• [PROVIDED PASSAGE]:
A Church that Pleases God (3) - A Church That Walks in Faith

Today, we are continuing our series, A Church That Pleases God. But before we jump into this morning’s message, I want to take a moment to remind you of what we have covered together, because this series builds on itself, and each week connects directly to the one before it.

In the first week, we talked about the awe of God. We said that awe is the beginning of wisdom, opening our eyes to the greatness of God, and preparing our hearts to trust him. A church that pleases God is one that walks in the awe of God, where the presence of God is not taken for granted, worship is not routine, and the people who gather carry a deep, settled awareness that they are standing before a holy God who is worthy of everything they have to give.

Last week, in week two, we talked about obedience. And we saw that obedience is the believer's response of love, flowing from a heart genuinely captured by the goodness and the grace of God. We saw that obedience is the fruit of faith and that obedience is not something we manufacture in our own strength; it is something the Holy Spirit does in us as we surrender to his work in our lives.

Today we build on that and take the next step. A church that pleases God is one that walks in faith. But I want to be careful this morning and define that clearly, because faith is one of the most used and misunderstood words in the Christian vocabulary.

Faith is not a feeling that comes and goes with your circumstances. Faith is not a wish you make and then hope for the best. Faith is not positive thinking dressed up in religious language. Faith is confidence in God. Faith is trust in his character. Faith is the settled, unshakable conviction that what God said is true and that what God has promised will come to pass, even when everything you see with your natural eyes seems to say otherwise.

And so, we want to be a church that pleases God, but the Bible says,

“Without faith it is impossible to please God, because anyone who comes to him must believe that he exists and that he rewards those who earnestly seek him” (Hebrews 11:6).

That single verse has anchored this entire series and reveals something profound about the heart of God. Of all the things he could have said he’s looking for in his people, he says he’s looking for faith. In other words, he’s looking for people who believe he exists and that he rewards those who seek him. That is not complicated theology; it is simply the cry of a God who wants to be known and trusted.

In fact, the Spirit of God gives us the defining statement of what faith is through the writer of Hebrews.

“Now faith is being sure of what we hope for and certain of what we do not see” (Hebrews 11:1).

In other words, faith is confidence and certainty, not in our own abilities or plans, but in the unseen God who has never failed to keep a promise he has made. And so our faith lives in the gap between the promise and its fulfillment, between the word God has spoken and the moment that word becomes a visible, tangible reality. Our faith holds steady in that gap not because of what it can see but because of who it knows.

• [EXTRACTED INFORMATION]:
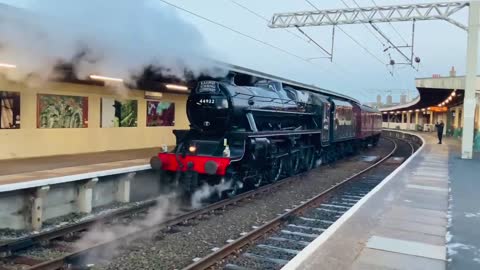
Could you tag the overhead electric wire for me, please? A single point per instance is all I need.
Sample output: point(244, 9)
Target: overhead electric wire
point(394, 29)
point(267, 20)
point(368, 28)
point(234, 30)
point(353, 39)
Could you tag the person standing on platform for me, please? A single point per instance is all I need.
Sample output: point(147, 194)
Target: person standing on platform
point(439, 127)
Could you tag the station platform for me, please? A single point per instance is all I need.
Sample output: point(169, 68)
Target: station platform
point(425, 215)
point(18, 174)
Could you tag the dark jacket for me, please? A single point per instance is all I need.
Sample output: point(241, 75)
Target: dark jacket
point(439, 128)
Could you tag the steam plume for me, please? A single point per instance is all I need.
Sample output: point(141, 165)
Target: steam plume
point(118, 38)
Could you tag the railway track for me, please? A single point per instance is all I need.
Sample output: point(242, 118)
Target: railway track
point(274, 244)
point(70, 258)
point(74, 257)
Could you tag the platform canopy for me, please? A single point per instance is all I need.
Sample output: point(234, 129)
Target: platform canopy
point(435, 91)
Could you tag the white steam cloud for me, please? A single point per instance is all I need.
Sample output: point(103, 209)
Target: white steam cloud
point(206, 191)
point(165, 207)
point(116, 38)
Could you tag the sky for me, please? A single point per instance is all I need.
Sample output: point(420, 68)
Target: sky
point(354, 72)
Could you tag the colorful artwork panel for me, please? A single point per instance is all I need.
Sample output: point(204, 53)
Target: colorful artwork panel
point(160, 113)
point(58, 111)
point(9, 110)
point(119, 113)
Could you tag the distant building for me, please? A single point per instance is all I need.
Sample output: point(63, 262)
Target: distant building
point(453, 72)
point(389, 100)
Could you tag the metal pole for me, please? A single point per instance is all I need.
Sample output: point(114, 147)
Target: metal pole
point(469, 100)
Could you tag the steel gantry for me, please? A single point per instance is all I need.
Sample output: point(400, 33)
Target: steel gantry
point(377, 14)
point(401, 13)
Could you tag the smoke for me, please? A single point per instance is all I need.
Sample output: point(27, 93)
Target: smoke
point(206, 191)
point(116, 38)
point(165, 207)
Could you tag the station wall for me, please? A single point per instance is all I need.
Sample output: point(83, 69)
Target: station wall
point(31, 141)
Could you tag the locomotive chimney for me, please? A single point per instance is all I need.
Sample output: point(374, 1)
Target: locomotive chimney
point(230, 78)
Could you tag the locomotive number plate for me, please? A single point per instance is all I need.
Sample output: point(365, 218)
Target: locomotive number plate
point(207, 87)
point(206, 101)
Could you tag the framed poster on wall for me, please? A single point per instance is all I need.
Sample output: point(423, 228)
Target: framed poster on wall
point(160, 113)
point(59, 111)
point(118, 113)
point(9, 110)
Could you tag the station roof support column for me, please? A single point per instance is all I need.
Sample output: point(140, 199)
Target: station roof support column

• [WHAT TO WORK ON]: Please translate this sentence from the sermon on faith into Spanish: "Faith is not a feeling that comes and goes with your circumstances."

• [REPLY TO THE TASK]: La fe no es un sentimiento que va y viene según tus circunstancias.